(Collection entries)
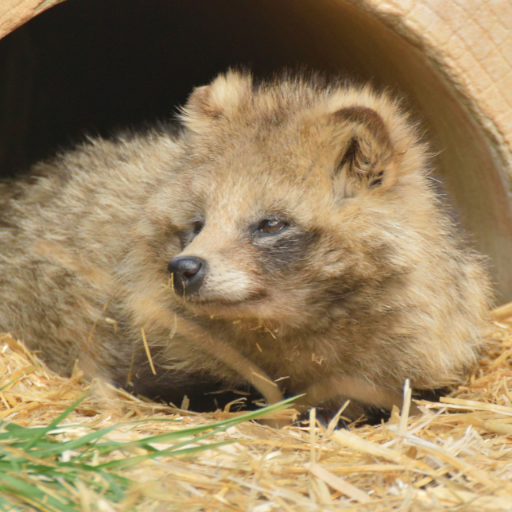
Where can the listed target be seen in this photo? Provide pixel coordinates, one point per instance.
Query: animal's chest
(293, 363)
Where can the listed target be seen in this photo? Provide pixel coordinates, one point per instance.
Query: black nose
(188, 274)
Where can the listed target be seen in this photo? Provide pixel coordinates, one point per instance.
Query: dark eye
(271, 226)
(197, 226)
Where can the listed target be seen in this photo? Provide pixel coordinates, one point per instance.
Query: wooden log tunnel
(88, 66)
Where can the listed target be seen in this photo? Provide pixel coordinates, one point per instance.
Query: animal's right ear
(367, 157)
(222, 98)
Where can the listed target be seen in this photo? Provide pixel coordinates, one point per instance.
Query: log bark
(14, 13)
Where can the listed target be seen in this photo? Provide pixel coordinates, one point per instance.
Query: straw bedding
(457, 455)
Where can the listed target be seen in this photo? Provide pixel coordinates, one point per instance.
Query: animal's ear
(222, 98)
(366, 159)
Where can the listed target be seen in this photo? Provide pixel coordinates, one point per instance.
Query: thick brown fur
(367, 278)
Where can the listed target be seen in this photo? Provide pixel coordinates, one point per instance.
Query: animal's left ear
(367, 158)
(222, 98)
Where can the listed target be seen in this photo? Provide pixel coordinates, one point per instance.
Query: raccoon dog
(292, 223)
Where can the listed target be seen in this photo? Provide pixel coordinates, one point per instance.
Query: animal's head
(288, 198)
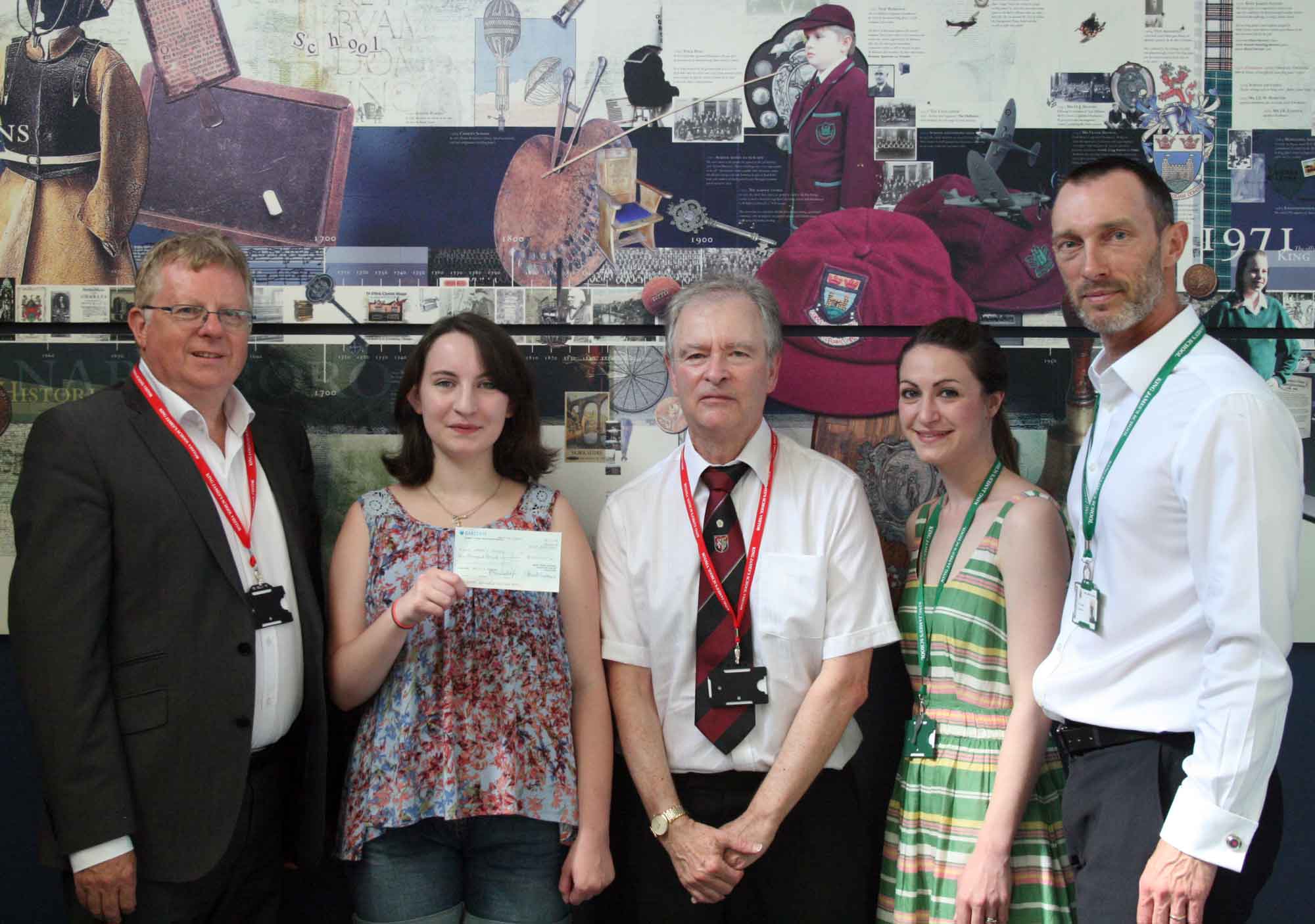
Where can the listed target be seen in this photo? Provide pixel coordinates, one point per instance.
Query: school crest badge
(837, 304)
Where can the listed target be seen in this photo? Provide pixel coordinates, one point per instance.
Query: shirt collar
(1139, 366)
(757, 454)
(237, 411)
(824, 76)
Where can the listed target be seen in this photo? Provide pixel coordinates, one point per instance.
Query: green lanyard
(1092, 500)
(929, 534)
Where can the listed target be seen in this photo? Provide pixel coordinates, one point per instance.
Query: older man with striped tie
(744, 591)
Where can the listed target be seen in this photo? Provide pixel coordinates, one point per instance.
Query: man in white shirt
(166, 618)
(736, 713)
(1170, 671)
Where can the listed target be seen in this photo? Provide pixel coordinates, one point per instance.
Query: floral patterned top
(475, 714)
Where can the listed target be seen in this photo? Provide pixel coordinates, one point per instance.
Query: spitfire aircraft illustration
(993, 195)
(1003, 140)
(963, 24)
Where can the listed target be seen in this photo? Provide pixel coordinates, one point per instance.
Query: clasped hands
(712, 862)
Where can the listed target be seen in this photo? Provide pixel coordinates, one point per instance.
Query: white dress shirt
(1196, 563)
(819, 592)
(278, 650)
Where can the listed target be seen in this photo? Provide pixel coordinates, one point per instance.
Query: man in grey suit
(166, 620)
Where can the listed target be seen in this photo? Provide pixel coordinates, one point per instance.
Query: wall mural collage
(563, 169)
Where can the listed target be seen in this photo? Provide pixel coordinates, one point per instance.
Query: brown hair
(519, 453)
(197, 252)
(987, 361)
(1159, 196)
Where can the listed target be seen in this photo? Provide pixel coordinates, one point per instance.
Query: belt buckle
(1074, 742)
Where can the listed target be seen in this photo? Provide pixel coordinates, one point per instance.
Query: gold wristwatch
(663, 821)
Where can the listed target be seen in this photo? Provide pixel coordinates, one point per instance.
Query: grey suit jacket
(133, 639)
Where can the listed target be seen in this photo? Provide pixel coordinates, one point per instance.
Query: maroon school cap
(1001, 266)
(857, 267)
(828, 15)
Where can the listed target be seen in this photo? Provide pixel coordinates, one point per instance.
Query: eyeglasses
(195, 316)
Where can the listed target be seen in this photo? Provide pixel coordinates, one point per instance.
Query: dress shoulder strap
(537, 505)
(1009, 505)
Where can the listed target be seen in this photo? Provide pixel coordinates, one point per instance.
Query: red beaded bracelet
(393, 611)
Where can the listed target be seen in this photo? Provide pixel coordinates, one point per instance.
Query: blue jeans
(503, 868)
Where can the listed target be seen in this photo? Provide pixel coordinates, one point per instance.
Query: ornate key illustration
(691, 218)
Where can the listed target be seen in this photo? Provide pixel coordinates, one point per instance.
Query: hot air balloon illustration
(503, 34)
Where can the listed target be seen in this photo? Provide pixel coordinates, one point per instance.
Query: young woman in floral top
(464, 789)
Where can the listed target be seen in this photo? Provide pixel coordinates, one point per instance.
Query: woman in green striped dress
(974, 831)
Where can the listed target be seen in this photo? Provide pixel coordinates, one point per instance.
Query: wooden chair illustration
(623, 220)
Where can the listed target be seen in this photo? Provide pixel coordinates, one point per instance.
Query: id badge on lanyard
(1087, 596)
(265, 601)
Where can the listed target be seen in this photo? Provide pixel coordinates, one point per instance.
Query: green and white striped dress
(940, 805)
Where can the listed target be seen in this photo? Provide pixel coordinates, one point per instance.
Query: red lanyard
(765, 497)
(243, 533)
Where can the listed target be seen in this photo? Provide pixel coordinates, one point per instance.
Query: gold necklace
(461, 519)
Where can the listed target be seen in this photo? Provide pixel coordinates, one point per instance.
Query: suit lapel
(182, 473)
(281, 483)
(820, 95)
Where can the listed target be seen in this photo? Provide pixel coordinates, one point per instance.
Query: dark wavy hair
(519, 453)
(987, 359)
(1245, 262)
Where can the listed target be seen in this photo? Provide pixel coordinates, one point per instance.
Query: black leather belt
(1078, 739)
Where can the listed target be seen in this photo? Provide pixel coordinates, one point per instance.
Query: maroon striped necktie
(724, 726)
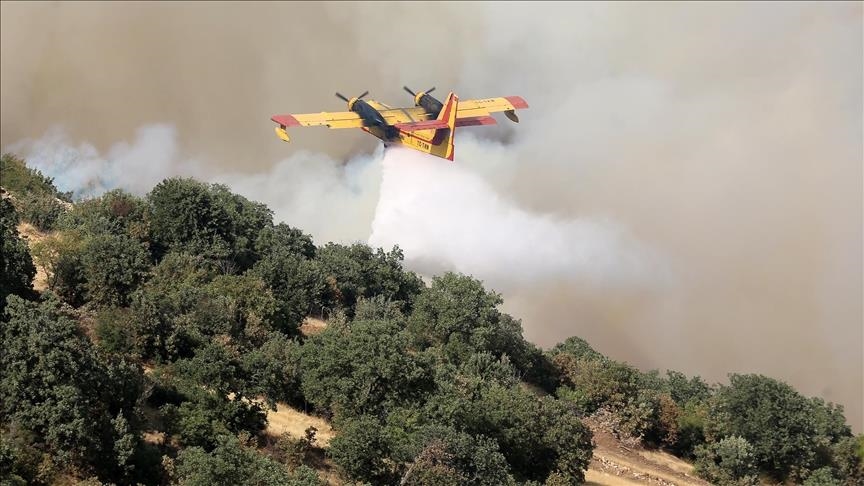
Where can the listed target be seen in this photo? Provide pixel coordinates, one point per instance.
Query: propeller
(346, 100)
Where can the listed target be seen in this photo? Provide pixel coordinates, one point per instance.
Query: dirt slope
(33, 236)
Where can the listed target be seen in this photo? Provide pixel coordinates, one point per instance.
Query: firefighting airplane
(429, 126)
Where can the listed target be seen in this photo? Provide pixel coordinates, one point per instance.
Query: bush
(731, 461)
(786, 430)
(114, 266)
(40, 210)
(16, 264)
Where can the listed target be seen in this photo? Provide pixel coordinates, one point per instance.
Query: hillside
(175, 338)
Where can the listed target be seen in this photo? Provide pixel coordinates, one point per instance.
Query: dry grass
(294, 422)
(312, 326)
(33, 236)
(615, 464)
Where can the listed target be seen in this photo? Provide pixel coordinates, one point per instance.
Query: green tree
(297, 285)
(274, 370)
(538, 436)
(170, 311)
(16, 264)
(115, 212)
(731, 461)
(361, 450)
(235, 464)
(206, 220)
(360, 368)
(40, 210)
(459, 317)
(284, 238)
(357, 271)
(56, 387)
(114, 266)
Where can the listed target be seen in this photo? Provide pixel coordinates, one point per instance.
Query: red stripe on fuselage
(286, 120)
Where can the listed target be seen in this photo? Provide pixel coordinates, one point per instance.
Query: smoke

__AIM__:
Your task is to transcribe all of the records precisely, with no images included.

__COMPLETE ANSWER__:
Where can the listed target be seen in this photo? Provide pixel coordinates, one point per instance.
Query: animal's chest
(293, 363)
Where can the listed target be seen in this photo? Provide pixel coordinates, one point per instance.
Query: black nose
(188, 274)
Where can the listed target be seen in this photo? Provide pixel coordinates, one point per instance.
Query: dark eye
(271, 226)
(197, 226)
Where can the listed target be seen in this photo? Provide pixel coordinates, one point per instance.
Query: wooden log tunnel
(88, 66)
Where can the listed target be seen in this photo? Provide pixel coordinates, one point per instance.
Query: animal's right ear
(367, 157)
(222, 98)
Where can the listed target be seen in this photo? Provide pixel coordinates, one point per instance.
Query: log bark
(14, 13)
Where can the listed target be seen in this photo? Provide pixel coordinates, one point per instance.
Query: straw bedding
(457, 455)
Where can the listed target be seen in this photo? Provide pixel coordinates, one point per instance.
Query: animal's ear
(222, 98)
(366, 159)
Where can the listed target be seen in this photo? Provide pixel coordinates, one point per instance.
Query: thick brown fur
(367, 278)
Where can the listed target be seen in this photo? Provide pixel coordinates, one point per instance.
Query: animal's left ear
(367, 158)
(222, 98)
Where can the listed target be seen in this photo? Provide pixel coordinates, one point per instance.
Query: raccoon dog
(292, 223)
Where can the listed target be seen in this photo? Provide pixel coordinates, one point per instance.
Query: animal's head
(288, 198)
Where can the listed target be seen in this photo? Provide pixel coordinates, one point per instance.
Query: school crest badge
(837, 304)
Where can the listed target be seen in this photo? Provide pixel coordinates, one point per instance.
Query: shirt collar
(1139, 366)
(757, 454)
(237, 411)
(824, 76)
Where can the listed target be seen in this photo? Provide pixel coordinates, one point per instance.
Query: green lanyard
(1092, 500)
(929, 534)
Where can the listed target be seen in this photo? Provide pixel coordinates, one point per instance.
Query: older man with striped tie
(744, 591)
Where can the listed target be seen in this photo? Provide pixel coordinates, one point per instance.
Query: man in white shirt
(166, 618)
(736, 713)
(1170, 671)
Where can the listed target be seen in this photo? Provide pixel coordinates, one point per instance.
Query: floral patterned top
(475, 714)
Where can the listed target be seen in this photo? Provide pixel coordinates, one point per instance.
Query: spitfire aircraft illustration
(993, 195)
(1003, 140)
(963, 24)
Where can the listed target be seen in this photo? Provide pixel coordinates, one point per instance.
Query: clasped hands
(712, 862)
Where can the listed target be seen in this photo? Provide pixel coordinates, one point per instance.
Query: white dress shirt
(1196, 563)
(819, 592)
(278, 650)
Where can the listed target be seen in this photo? Provide pixel coordinates, one point per instance.
Query: man in grey suit
(166, 620)
Where can the listed target be seen in this photo? Provide pixel coordinates, one point per instance.
Query: wall mural collage
(563, 169)
Where can the listed target be seen in this photo? Provide pixel coordinates, one point per instance.
Query: brown hair
(519, 453)
(197, 252)
(987, 361)
(1159, 196)
Where can the listed target be seen in this photo? Provide pixel coordinates, one point per instance.
Query: belt buckle
(1074, 742)
Where can the listed target be seen in this photo? Provide pixel coordinates, one point per instance.
Query: gold wristwatch
(663, 821)
Where can the listed target be seen in this photo? Provide pixel coordinates, one point per instance.
Query: grey suit jacket
(133, 639)
Where can the listed target be seen in this photo? Provide pixel coordinates, one point per instance.
Query: maroon school cap
(1001, 266)
(857, 267)
(828, 15)
Where can the listed target be seen in this photo? Provide pixel coordinates, one point per instance.
Query: eyeglasses
(195, 316)
Where can the listed target be seen in this photo? Provide pixel coordinates, one point per instance.
Query: dress shoulder strap
(537, 505)
(1009, 505)
Where can the listed target be seen in this photo? Provide pixel coordinates, one point per instance.
Query: red beaded bracelet
(393, 611)
Where can the listed target be seen in this photo? Provide pixel coordinates, one point per instance.
Query: blue jeans
(503, 868)
Where can the listed target be seen in this photo? Provide pixel coordinates, one point per instance.
Query: ornate key illustration
(691, 218)
Where can the listed target be seen in this photo? Provide pixel coordinates, one point per instance.
Query: hot air balloon illustration
(503, 34)
Where can the listed target be seen in this photo? Provide pixel coordinates, one point per instance.
Query: young woman in floral top
(464, 789)
Where can the listed target be seen in this photo? Provide pixel coordinates, one point per instance.
Query: woman in green striped dress
(974, 831)
Where can the listed target be seen in this photo? Provide pixel coordinates, one point per instance.
Query: wooden chair illustration
(623, 220)
Where can the listed target be seen in this photo? Provide pixel coordinates, one point per instance.
Query: id badge on lanyard
(1087, 596)
(265, 601)
Where can the listed target be seen in this photo? Provide pixel coordinates, one point per instance.
Query: green and white striped dress
(940, 805)
Where can the listed target be seen in this photo? Provide pixel coordinates, one point per instance.
Query: red lanyard
(765, 497)
(243, 533)
Where can the listed target be seen in this photo? Provide pixel coordinates, one point per instance.
Query: gold necklace
(461, 519)
Where can the listed target be seen in this photo? Provide pixel coordinates, one point per instance.
Query: suit lapel
(182, 473)
(281, 483)
(820, 95)
Where can the listed target be seen in this photo? Provide pixel coordinates, one point per instance.
Query: dark wavy hair
(519, 453)
(987, 359)
(1245, 262)
Where can the listed target be seen in this photo? Provide pixel coordinates, one point per instance.
Query: black leather belt
(1078, 739)
Where can the listed target be seen in this photo? Provide pixel coordinates, one point per instance.
Query: maroon striped necktie
(724, 726)
Where can the listed target be seen in this photo? Provide pixel coordinates, one point per instance.
Query: propeller
(346, 100)
Where can the listed target be seen in this photo? Provide pixel coordinates, one point per instance.
Query: dirt slope
(33, 236)
Where can the listed target be seen in this photo? Provide pixel coordinates, one point per instance.
Query: firefighting airplane
(429, 126)
Where can the listed target be seen in this photo? Provide pixel coordinates, one point per instance.
Query: bush
(731, 461)
(786, 430)
(114, 266)
(40, 210)
(16, 264)
Where can the listed target be seen in this photo? Provide pixel coordinates, one point per instance.
Query: hillside
(175, 338)
Where can the listed target be seen in this photo? Provide pixel coordinates, one point per instance.
Query: dry grass
(294, 422)
(312, 326)
(33, 236)
(615, 464)
Where can the listed target be seen in this photo? Provide pixel coordinates, one point per instance.
Query: green tree
(297, 285)
(274, 370)
(538, 436)
(170, 311)
(16, 264)
(115, 212)
(731, 461)
(361, 450)
(235, 464)
(206, 220)
(360, 368)
(40, 210)
(459, 317)
(284, 238)
(357, 271)
(56, 387)
(114, 266)
Where can the listed target be seen in this photo? Provide pixel coordinates, one point per instance.
Query: red stripe on fuselage
(286, 120)
Where can the listed target be seen in this photo? Provide pixel coordinates, one point per instance.
Query: smoke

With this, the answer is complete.